Source information —
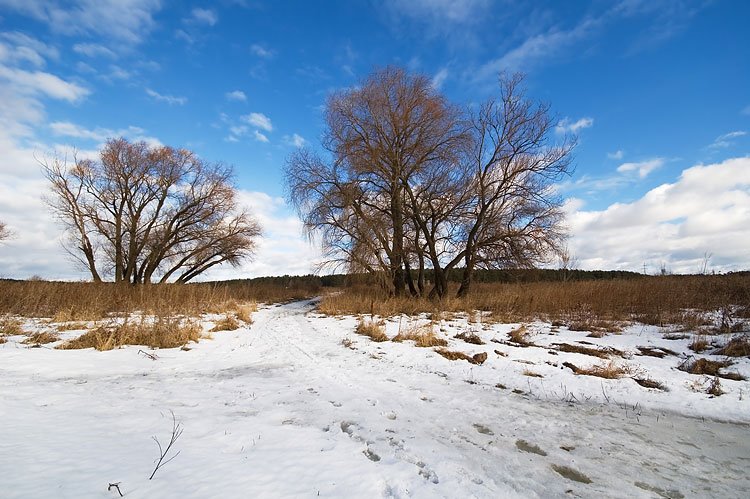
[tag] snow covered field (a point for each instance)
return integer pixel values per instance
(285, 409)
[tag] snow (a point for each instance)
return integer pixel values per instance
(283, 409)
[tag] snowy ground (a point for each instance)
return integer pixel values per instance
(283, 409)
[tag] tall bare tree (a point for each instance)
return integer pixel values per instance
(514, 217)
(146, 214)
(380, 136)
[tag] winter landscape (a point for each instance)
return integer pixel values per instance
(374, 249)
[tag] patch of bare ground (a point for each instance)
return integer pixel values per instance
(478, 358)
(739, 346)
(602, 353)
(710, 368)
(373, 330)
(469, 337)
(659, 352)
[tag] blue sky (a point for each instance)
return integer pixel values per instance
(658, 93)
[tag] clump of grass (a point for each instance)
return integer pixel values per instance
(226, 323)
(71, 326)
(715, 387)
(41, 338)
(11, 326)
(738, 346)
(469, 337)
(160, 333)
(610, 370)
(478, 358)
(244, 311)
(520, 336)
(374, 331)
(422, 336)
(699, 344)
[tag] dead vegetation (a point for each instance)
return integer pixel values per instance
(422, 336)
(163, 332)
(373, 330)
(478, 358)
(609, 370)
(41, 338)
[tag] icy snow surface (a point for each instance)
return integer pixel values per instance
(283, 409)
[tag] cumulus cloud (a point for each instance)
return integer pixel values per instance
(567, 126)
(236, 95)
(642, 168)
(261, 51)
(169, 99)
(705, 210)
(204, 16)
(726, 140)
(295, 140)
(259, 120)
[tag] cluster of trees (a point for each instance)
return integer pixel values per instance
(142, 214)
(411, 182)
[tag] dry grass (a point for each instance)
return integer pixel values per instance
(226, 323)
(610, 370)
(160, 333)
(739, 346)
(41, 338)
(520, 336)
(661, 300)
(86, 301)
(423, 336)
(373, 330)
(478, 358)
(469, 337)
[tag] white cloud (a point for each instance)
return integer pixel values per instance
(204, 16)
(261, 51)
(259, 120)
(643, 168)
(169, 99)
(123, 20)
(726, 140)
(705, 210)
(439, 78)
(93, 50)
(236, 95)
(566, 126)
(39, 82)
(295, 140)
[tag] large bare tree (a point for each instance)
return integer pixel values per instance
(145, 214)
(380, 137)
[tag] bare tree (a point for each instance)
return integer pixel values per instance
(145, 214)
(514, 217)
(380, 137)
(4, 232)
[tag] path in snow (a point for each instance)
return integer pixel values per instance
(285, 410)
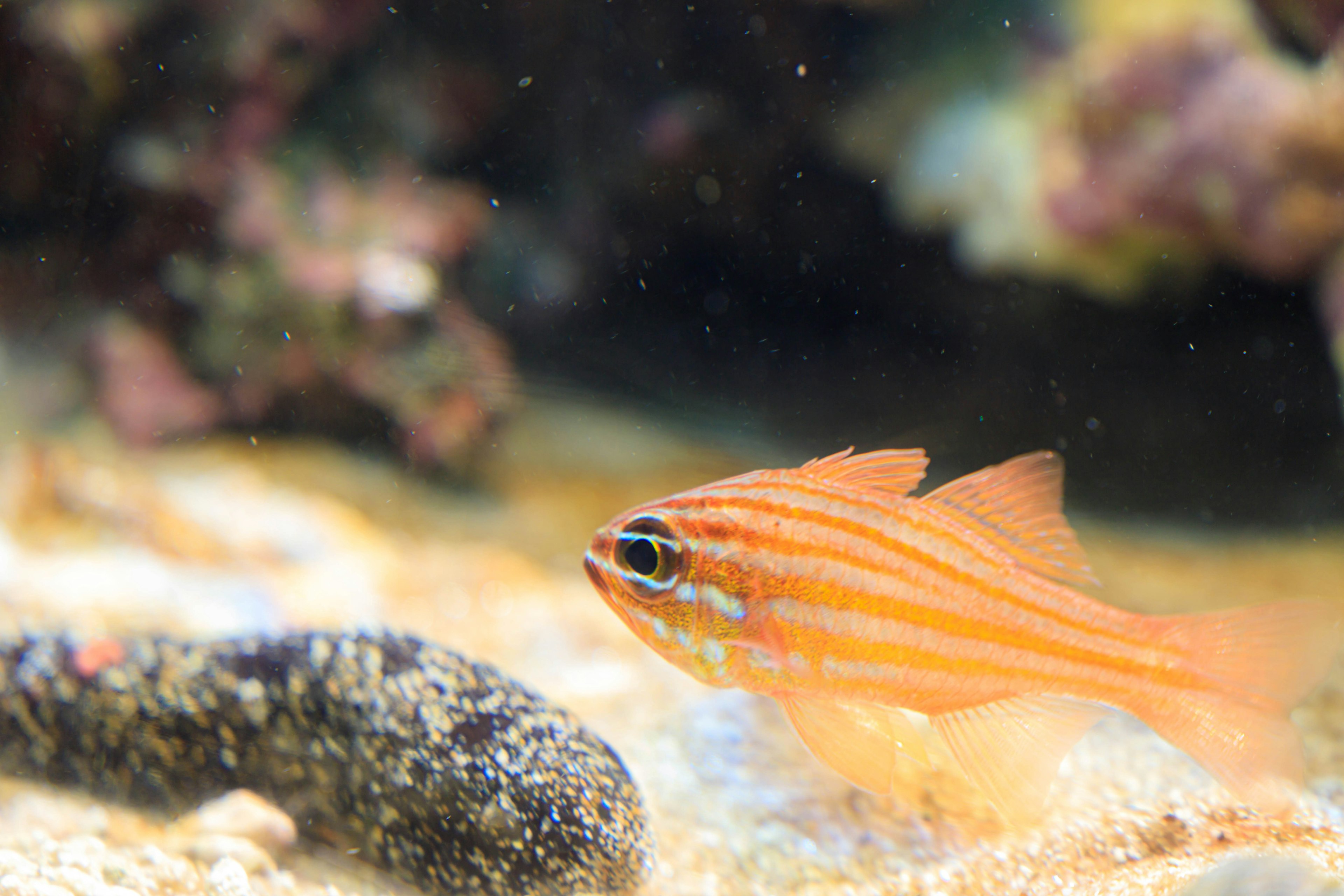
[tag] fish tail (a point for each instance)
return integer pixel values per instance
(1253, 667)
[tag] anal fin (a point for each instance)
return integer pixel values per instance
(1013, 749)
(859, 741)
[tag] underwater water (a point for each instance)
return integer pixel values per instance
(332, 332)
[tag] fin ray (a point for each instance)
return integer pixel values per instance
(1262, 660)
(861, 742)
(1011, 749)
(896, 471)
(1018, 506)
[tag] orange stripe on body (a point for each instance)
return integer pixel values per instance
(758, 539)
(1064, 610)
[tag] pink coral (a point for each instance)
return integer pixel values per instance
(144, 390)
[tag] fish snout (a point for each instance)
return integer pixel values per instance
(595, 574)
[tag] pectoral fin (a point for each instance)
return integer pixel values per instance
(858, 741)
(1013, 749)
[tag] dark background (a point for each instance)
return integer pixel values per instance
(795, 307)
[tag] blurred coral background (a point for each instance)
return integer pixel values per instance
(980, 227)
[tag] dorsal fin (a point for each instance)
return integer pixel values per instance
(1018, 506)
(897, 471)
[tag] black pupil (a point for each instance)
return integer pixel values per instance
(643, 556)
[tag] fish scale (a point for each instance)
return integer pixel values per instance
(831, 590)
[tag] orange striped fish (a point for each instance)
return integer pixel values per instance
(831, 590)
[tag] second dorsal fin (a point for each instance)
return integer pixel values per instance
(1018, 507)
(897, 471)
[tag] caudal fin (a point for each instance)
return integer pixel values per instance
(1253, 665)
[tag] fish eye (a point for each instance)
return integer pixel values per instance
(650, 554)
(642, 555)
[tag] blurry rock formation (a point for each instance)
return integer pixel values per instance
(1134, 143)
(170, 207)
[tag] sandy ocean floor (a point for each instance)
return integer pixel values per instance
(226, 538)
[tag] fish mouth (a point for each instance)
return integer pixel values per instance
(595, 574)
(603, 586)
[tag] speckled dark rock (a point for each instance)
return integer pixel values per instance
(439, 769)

...

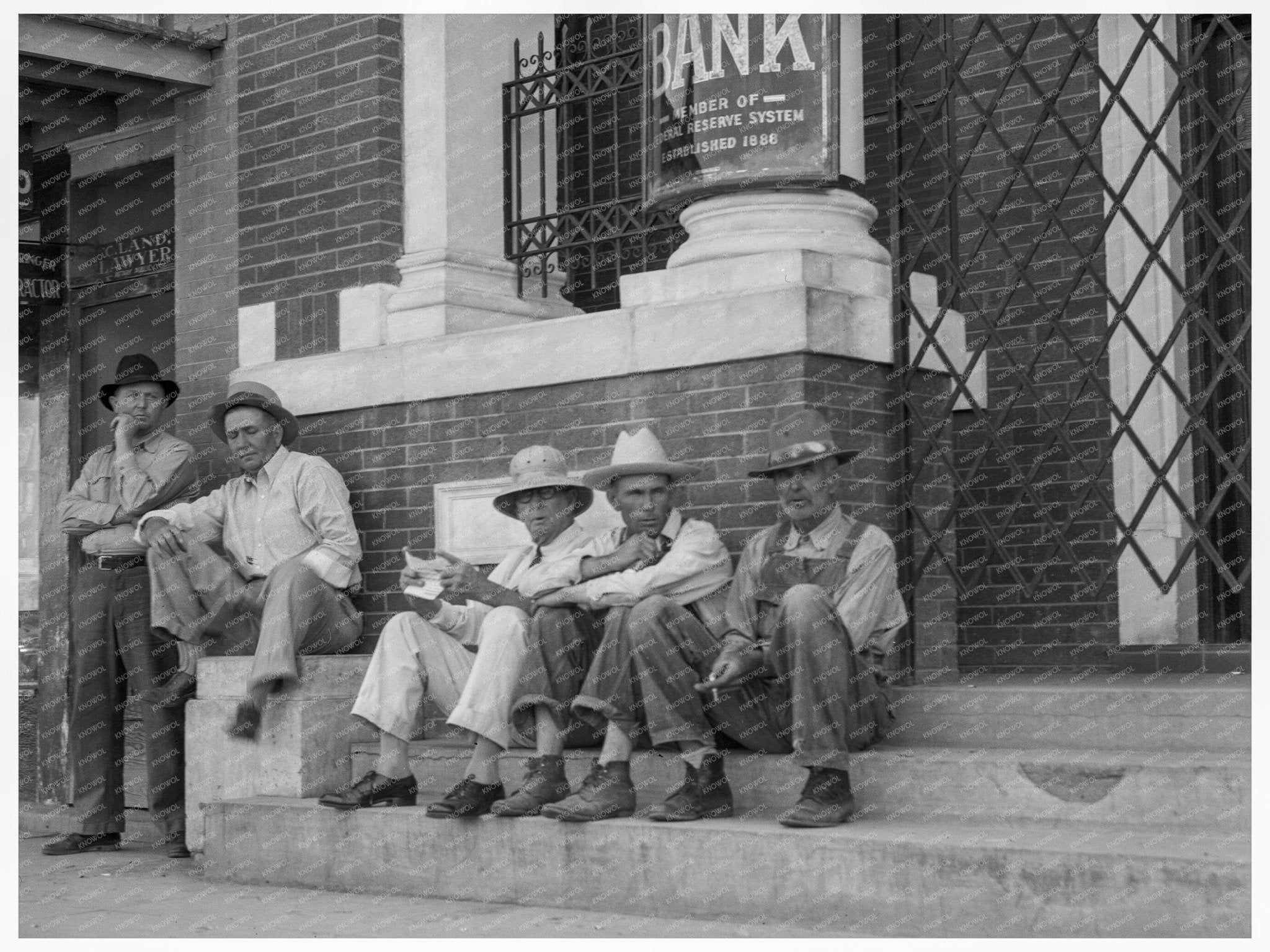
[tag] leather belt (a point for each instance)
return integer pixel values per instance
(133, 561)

What you should do — Go through the data and copy every line that includes "bare".

Response area —
[tag] tall bare tree (a point for each instance)
[tag] patch of bare ground (a point for each instance)
[tag] large bare tree (a point for each instance)
[tag] bare tree (a point for each instance)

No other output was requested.